> **Set exercise**:
Repeat the entries below without any change, from the line with "target=bicycle frame mode=detect" to the line with "[17,88,68,123]", including both of those lines.

____

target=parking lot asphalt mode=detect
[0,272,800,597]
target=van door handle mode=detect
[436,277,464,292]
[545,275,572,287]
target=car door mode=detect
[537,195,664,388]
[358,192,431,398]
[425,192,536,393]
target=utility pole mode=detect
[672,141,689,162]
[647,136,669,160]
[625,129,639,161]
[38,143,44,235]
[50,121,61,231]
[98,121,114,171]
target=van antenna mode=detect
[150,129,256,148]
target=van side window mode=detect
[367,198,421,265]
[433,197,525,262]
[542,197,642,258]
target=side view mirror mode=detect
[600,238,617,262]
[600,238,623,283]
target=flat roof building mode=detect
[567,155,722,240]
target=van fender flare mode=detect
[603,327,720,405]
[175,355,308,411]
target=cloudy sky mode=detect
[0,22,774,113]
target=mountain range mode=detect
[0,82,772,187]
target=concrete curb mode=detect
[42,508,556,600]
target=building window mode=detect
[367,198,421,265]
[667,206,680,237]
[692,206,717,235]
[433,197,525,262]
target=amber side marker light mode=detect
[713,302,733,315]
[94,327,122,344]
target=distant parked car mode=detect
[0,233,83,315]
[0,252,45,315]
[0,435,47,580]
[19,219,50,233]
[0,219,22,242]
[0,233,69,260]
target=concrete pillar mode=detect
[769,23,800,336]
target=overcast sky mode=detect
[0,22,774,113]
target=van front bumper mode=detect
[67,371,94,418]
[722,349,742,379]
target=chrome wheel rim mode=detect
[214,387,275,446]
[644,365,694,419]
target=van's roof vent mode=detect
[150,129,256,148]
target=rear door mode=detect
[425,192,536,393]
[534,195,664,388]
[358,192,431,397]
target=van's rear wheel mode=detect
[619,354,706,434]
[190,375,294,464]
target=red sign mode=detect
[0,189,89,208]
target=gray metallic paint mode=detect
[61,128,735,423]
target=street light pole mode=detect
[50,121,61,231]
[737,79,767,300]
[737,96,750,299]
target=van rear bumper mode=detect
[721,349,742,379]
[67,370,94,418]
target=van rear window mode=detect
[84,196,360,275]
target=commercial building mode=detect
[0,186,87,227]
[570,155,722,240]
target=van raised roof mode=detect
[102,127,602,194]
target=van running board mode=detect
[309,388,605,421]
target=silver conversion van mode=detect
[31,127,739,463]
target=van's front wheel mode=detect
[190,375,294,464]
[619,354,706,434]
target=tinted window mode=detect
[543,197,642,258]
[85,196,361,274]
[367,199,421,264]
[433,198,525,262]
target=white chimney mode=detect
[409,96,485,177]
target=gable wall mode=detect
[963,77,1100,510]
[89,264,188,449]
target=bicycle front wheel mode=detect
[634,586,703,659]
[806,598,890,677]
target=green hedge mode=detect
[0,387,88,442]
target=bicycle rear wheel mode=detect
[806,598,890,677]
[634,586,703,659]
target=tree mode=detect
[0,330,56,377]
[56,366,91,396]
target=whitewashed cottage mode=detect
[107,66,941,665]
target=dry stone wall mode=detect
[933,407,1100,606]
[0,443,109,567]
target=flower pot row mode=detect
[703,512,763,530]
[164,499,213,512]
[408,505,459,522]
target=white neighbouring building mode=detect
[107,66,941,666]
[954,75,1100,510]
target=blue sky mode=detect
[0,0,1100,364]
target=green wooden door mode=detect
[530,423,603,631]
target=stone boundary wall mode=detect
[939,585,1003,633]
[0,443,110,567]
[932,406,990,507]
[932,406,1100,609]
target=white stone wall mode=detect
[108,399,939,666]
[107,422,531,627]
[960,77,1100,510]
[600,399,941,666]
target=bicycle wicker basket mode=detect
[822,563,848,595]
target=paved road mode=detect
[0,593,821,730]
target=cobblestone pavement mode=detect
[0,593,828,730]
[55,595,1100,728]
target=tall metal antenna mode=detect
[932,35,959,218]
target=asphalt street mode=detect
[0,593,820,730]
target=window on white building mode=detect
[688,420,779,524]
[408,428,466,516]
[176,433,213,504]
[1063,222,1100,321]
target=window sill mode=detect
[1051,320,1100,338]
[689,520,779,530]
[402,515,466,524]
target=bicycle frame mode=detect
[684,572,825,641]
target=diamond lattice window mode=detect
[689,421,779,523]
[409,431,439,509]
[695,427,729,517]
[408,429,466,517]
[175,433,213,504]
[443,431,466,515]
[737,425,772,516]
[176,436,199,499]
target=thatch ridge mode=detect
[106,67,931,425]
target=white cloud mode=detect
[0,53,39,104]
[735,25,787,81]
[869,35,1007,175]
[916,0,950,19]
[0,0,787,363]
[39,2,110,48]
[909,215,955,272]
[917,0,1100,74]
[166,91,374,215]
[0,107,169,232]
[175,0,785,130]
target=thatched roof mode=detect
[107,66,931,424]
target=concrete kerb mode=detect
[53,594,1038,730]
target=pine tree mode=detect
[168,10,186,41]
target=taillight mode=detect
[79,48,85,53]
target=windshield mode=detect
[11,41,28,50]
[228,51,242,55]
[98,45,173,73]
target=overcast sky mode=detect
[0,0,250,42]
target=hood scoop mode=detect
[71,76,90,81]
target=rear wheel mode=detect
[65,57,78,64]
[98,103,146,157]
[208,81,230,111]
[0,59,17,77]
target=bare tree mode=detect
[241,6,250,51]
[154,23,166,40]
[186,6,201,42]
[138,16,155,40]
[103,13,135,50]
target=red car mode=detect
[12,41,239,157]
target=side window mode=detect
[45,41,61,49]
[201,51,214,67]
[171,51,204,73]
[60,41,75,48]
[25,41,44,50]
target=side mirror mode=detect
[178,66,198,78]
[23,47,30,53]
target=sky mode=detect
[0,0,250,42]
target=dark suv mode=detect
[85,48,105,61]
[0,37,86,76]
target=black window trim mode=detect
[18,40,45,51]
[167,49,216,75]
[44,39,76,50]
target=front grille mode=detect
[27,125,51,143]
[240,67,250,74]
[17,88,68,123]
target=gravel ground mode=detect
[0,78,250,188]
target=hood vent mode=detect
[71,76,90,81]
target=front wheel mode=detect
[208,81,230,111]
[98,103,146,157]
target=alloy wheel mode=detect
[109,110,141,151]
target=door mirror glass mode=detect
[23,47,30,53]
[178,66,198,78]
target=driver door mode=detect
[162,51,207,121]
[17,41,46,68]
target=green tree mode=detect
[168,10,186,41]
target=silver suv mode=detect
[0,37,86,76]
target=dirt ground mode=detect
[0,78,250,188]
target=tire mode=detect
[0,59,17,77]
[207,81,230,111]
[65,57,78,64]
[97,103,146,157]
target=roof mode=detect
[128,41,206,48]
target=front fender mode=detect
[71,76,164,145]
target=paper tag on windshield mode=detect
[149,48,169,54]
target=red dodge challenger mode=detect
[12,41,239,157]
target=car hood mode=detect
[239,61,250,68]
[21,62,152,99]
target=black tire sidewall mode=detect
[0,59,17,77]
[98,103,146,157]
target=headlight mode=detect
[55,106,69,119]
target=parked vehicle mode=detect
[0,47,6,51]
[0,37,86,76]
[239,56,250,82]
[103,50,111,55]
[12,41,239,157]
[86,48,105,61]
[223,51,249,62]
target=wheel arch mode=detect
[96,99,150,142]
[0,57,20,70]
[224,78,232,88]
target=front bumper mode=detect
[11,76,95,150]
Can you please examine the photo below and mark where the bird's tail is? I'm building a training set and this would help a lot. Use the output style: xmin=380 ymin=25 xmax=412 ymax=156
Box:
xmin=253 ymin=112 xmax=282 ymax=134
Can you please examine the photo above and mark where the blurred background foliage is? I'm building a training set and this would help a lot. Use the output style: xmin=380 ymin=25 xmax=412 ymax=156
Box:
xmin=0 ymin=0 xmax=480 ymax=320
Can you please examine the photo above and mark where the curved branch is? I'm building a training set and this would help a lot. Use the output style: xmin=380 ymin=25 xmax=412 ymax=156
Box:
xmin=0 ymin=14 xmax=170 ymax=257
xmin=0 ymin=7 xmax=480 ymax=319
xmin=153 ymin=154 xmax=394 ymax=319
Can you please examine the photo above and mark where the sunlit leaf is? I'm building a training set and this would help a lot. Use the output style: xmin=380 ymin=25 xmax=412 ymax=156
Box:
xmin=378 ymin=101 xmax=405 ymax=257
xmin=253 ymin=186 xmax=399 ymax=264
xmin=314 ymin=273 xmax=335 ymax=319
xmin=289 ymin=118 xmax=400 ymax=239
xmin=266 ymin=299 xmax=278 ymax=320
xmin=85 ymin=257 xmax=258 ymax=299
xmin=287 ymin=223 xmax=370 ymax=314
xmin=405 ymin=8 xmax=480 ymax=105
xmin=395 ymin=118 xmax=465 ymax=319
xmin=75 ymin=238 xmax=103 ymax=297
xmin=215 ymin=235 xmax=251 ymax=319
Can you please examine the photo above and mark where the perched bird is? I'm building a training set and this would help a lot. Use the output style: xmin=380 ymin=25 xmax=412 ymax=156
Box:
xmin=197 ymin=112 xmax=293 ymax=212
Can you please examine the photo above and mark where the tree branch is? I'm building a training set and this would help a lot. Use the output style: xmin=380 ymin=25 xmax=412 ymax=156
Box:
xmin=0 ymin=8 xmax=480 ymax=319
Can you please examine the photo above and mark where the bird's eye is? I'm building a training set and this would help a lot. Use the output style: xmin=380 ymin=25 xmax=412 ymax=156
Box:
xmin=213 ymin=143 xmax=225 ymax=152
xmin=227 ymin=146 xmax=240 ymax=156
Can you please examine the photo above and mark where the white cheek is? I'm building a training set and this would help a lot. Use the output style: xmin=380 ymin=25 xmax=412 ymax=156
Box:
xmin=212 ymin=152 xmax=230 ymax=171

____

> **Exercise solution**:
target=bicycle frame mode=detect
[684,572,825,641]
target=diamond lattice window mode=detect
[689,421,779,523]
[409,431,439,509]
[695,427,729,517]
[408,429,466,517]
[175,433,213,504]
[443,431,466,515]
[737,425,772,516]
[176,436,199,499]
target=thatch ridge mode=detect
[106,67,931,425]
target=white cloud mode=detect
[0,53,39,104]
[735,25,787,81]
[869,35,1007,175]
[916,0,950,19]
[0,0,787,363]
[39,2,110,48]
[909,215,955,272]
[917,0,1100,74]
[166,91,374,215]
[0,107,169,232]
[175,0,785,130]
target=thatched roof mode=detect
[107,66,931,424]
target=concrete kerb mode=detect
[53,594,1038,730]
target=pine tree mode=detect
[168,10,186,41]
target=taillight mode=detect
[79,48,85,53]
target=windshield mode=detect
[11,41,28,50]
[228,51,242,55]
[98,45,173,73]
target=overcast sky mode=detect
[0,0,250,42]
target=hood scoop mode=detect
[71,76,90,81]
target=rear wheel mode=detect
[65,57,78,64]
[98,103,146,157]
[208,81,230,111]
[0,59,17,77]
target=bare tree mode=detect
[241,6,250,51]
[154,23,166,40]
[186,6,201,42]
[138,16,155,40]
[103,13,135,50]
target=red car mode=detect
[12,41,239,157]
target=side window mode=detect
[45,41,61,49]
[201,51,214,67]
[171,51,204,73]
[60,41,75,48]
[25,41,44,50]
target=side mirror mode=detect
[178,66,198,78]
[23,47,30,53]
target=sky mode=detect
[0,0,250,42]
target=dark suv mode=detect
[85,48,105,61]
[0,37,86,76]
target=black window trim mode=detect
[18,40,45,51]
[167,49,216,75]
[44,39,76,50]
target=front grille mode=detect
[27,125,51,143]
[240,67,250,74]
[17,88,68,123]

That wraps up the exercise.